◆ Exercise details: Please output every line of the records below as a Markdown table with the columns "No." and "Text", giving each row a number and skipping blank lines. Leave the pictures out of the table.

Start Record excerpts

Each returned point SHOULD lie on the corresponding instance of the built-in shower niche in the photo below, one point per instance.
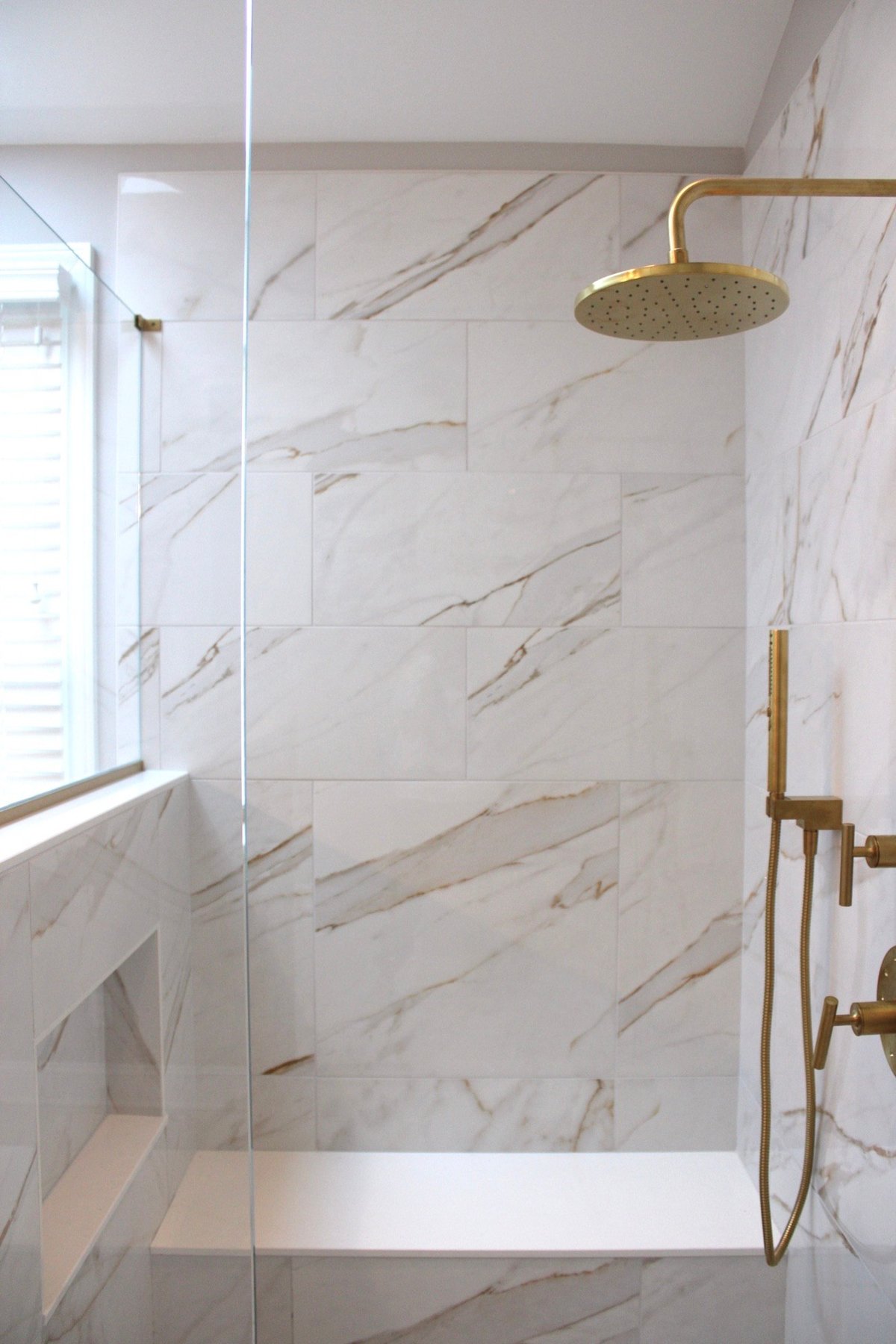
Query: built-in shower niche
(100, 1110)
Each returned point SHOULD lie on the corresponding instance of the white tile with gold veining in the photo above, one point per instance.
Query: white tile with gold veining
(220, 964)
(203, 1300)
(180, 243)
(72, 1086)
(94, 898)
(548, 396)
(367, 703)
(356, 396)
(504, 1301)
(676, 1115)
(682, 550)
(465, 929)
(202, 396)
(467, 550)
(842, 556)
(680, 907)
(462, 243)
(586, 703)
(199, 699)
(281, 927)
(19, 1183)
(465, 1115)
(279, 549)
(703, 1301)
(714, 226)
(190, 527)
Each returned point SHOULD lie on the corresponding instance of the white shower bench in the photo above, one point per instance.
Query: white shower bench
(467, 1249)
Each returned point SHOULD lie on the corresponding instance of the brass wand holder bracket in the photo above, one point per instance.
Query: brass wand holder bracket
(876, 1018)
(877, 853)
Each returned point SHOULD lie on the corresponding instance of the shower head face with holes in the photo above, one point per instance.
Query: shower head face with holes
(689, 300)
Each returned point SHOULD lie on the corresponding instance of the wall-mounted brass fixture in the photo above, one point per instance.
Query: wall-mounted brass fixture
(877, 853)
(867, 1019)
(812, 815)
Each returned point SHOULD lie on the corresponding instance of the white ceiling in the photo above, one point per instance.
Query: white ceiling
(602, 72)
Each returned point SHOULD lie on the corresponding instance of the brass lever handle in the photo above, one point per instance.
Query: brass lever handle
(877, 853)
(867, 1019)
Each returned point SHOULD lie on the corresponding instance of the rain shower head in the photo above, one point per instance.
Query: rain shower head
(692, 300)
(687, 300)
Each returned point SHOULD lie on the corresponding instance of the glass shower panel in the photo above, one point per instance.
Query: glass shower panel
(155, 168)
(70, 413)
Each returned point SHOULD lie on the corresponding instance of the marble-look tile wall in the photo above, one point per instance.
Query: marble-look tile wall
(494, 660)
(72, 1048)
(821, 398)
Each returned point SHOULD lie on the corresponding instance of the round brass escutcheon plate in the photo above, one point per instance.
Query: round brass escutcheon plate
(887, 991)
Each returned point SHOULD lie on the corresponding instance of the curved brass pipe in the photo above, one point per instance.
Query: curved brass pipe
(765, 187)
(774, 1253)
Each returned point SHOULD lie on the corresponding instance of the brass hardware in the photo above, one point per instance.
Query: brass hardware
(887, 991)
(765, 187)
(876, 1018)
(813, 813)
(877, 853)
(684, 300)
(778, 682)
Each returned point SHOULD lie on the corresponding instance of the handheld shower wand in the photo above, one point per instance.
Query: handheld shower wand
(813, 815)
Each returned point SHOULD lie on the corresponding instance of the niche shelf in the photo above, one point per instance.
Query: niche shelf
(100, 1110)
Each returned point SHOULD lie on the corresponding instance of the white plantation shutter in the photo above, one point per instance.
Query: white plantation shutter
(45, 537)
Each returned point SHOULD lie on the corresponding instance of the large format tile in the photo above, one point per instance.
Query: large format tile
(176, 965)
(72, 1086)
(682, 550)
(714, 225)
(735, 1298)
(680, 907)
(554, 396)
(462, 243)
(676, 1115)
(203, 1300)
(202, 396)
(845, 537)
(321, 396)
(111, 1297)
(180, 243)
(504, 1301)
(190, 526)
(361, 703)
(465, 1115)
(19, 1183)
(281, 953)
(467, 550)
(220, 964)
(583, 703)
(199, 700)
(94, 898)
(279, 550)
(356, 396)
(465, 929)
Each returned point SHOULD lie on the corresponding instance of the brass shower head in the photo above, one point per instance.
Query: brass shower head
(692, 300)
(687, 300)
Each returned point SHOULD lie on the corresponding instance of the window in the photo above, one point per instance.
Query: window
(47, 567)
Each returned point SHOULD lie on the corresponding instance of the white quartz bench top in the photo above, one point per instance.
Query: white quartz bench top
(527, 1204)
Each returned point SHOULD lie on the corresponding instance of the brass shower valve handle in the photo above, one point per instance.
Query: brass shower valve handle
(877, 853)
(867, 1019)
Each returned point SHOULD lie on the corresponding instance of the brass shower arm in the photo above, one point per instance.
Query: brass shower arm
(765, 187)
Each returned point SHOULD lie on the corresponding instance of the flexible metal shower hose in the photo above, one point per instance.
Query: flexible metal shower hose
(810, 843)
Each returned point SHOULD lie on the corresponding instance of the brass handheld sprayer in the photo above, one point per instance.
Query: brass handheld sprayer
(813, 815)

End Record excerpts

◆ Response to the task:
| No. | Text |
|---|---|
| 1 | Each returned point SHOULD lie on the corresponding instance of the built-in shower niche in the photo below, one point per instance. |
| 2 | Query: built-in shower niche |
| 3 | (100, 1110) |
| 4 | Each returned point SHOULD lie on the corresponding instance of the white tile with gold veining in the photo above, one point per instance. |
| 5 | Query: white tile with gold veining |
| 6 | (220, 964) |
| 7 | (203, 1300) |
| 8 | (180, 243) |
| 9 | (72, 1086) |
| 10 | (94, 898) |
| 11 | (548, 396) |
| 12 | (367, 703) |
| 13 | (356, 396) |
| 14 | (504, 1301) |
| 15 | (676, 1115) |
| 16 | (682, 550) |
| 17 | (465, 929) |
| 18 | (202, 396) |
| 19 | (467, 550) |
| 20 | (842, 556) |
| 21 | (680, 907) |
| 22 | (462, 243) |
| 23 | (586, 703) |
| 24 | (199, 699) |
| 25 | (281, 927) |
| 26 | (19, 1183) |
| 27 | (465, 1115) |
| 28 | (279, 549) |
| 29 | (703, 1301) |
| 30 | (714, 226) |
| 31 | (190, 527) |
| 32 | Each returned point SHOULD lie on the corresponding instance of the white shower bench in the photo above, one point per instance. |
| 33 | Query: white shower bench |
| 34 | (467, 1249) |
| 35 | Each returned point SHOULD lie on the corresponding instance of the brass wand holder bracket in the photo above, one point per instance. |
| 36 | Query: brass wand holder bracket |
| 37 | (876, 1018) |
| 38 | (877, 853) |
| 39 | Each returned point SHOULD lie on the corresponding instance of the shower head face with holes in the photo above, one point per instance. |
| 40 | Query: shower head face with holes |
| 41 | (689, 300) |
| 42 | Each returned point SHOULD lie on the corresponding instance of the wall-mounted brass fixture in the photo above, one point per instance. |
| 43 | Query: wall-mounted brass fixture |
| 44 | (877, 853) |
| 45 | (867, 1019) |
| 46 | (812, 815) |
| 47 | Each returned point SHOULD lie on the corresponding instance of the white ceiling in the photo above, one point per instance. |
| 48 | Query: white ceiling |
| 49 | (602, 72) |
| 50 | Each returned point SHOULD lie on the corresponding instance of the brass lever handle in the photo above, one point per instance. |
| 51 | Query: brass lever handle |
| 52 | (877, 853) |
| 53 | (867, 1019) |
| 54 | Each returned point SHOULD lie on the corresponding instance of the rain shower head in the photo above, one point per instance. |
| 55 | Query: rain shower head |
| 56 | (692, 300) |
| 57 | (687, 300) |
| 58 | Each returned point SHOULD lie on the corresponding instance of the glass shower panel in the photo above, one point per instance. |
| 59 | Query: glass shower panel |
| 60 | (155, 168) |
| 61 | (70, 413) |
| 62 | Each returned point SHOULD lie on the corresponding instance of the marble-look tile wall in the photo above, one point per instance. |
| 63 | Query: marble-look tile wall |
| 64 | (494, 660) |
| 65 | (72, 1048) |
| 66 | (821, 398) |
| 67 | Each returned point SHOULD lie on the corresponding instance of the round brass escutcheon plate in the photo above, one point per instance. |
| 68 | Query: round brass escutcheon plate |
| 69 | (887, 991) |
| 70 | Each returned point SHOULD lie on the corresponding instance of the curved brass pipe in the photo above, one point per instance. |
| 71 | Query: curved brass pipe |
| 72 | (765, 187) |
| 73 | (774, 1253) |
| 74 | Each returned point SHOULD lie on the corresponding instance of the brass hardware in the photo above, one point per instance. |
| 75 | Query: brass hardware |
| 76 | (887, 991) |
| 77 | (765, 187) |
| 78 | (876, 1018) |
| 79 | (813, 813) |
| 80 | (877, 853) |
| 81 | (684, 300) |
| 82 | (778, 682) |
| 83 | Each returned point SHOULD lie on the corresponding instance of the handheld shower wand in the photo above, one point per instance. |
| 84 | Query: handheld shower wand |
| 85 | (813, 815) |
| 86 | Each returned point SHOULD lie on the corresponding instance of the niche shelf in the photo above, one point per instance. |
| 87 | Query: niche shelf |
| 88 | (100, 1110) |
| 89 | Each returned point SHOULD lie on the corresponding instance of the white plantation shutter in the photo above, one point per instance. |
| 90 | Query: white plantation shutter |
| 91 | (45, 537) |
| 92 | Each returned point SHOULD lie on the corresponding instance of the large format tile in the photo above, one point per instance. |
| 93 | Query: large format tile |
| 94 | (176, 965) |
| 95 | (72, 1086) |
| 96 | (682, 550) |
| 97 | (714, 225) |
| 98 | (735, 1298) |
| 99 | (680, 907) |
| 100 | (554, 396) |
| 101 | (462, 243) |
| 102 | (676, 1115) |
| 103 | (203, 1300) |
| 104 | (202, 396) |
| 105 | (845, 537) |
| 106 | (321, 396) |
| 107 | (111, 1297) |
| 108 | (180, 243) |
| 109 | (504, 1301) |
| 110 | (190, 526) |
| 111 | (361, 703) |
| 112 | (465, 1115) |
| 113 | (19, 1183) |
| 114 | (281, 953) |
| 115 | (467, 550) |
| 116 | (220, 964) |
| 117 | (583, 703) |
| 118 | (199, 700) |
| 119 | (94, 898) |
| 120 | (279, 550) |
| 121 | (356, 396) |
| 122 | (465, 929) |
| 123 | Each returned point SHOULD lie on the corresponding instance of the brass shower head in the photo above, one point per instance. |
| 124 | Query: brass shower head |
| 125 | (692, 300) |
| 126 | (687, 300) |
| 127 | Each returned point SHOULD lie on the corresponding instance of the window in the photo above, one point per instance. |
| 128 | Query: window |
| 129 | (47, 567) |
| 130 | Each returned point SHOULD lie on the corresponding instance of the white quartz bench top in the photo above, one point per instance. |
| 131 | Query: white quartz bench top |
| 132 | (527, 1204) |
| 133 | Each returned point SHOULD lie on the corresponding instance of the brass shower valve handle in the photo above, one point per instance. |
| 134 | Query: brass shower valve handle |
| 135 | (877, 853) |
| 136 | (867, 1019) |
| 137 | Each returned point SHOULD lie on the corresponding instance of the brass shower arm in the photo above, one point per instance. |
| 138 | Query: brass shower arm |
| 139 | (765, 187) |
| 140 | Each returned point SHOULD lie on the corresponding instance of the flexible metal shower hose in the photo above, one point per instance. |
| 141 | Query: flexible metal shower hose |
| 142 | (810, 843) |
| 143 | Each returned point SHOULD lie on the corresponding instance of the brass handheld sprayer in the photo above, one point per instance. |
| 144 | Query: brass handheld sprayer |
| 145 | (813, 815) |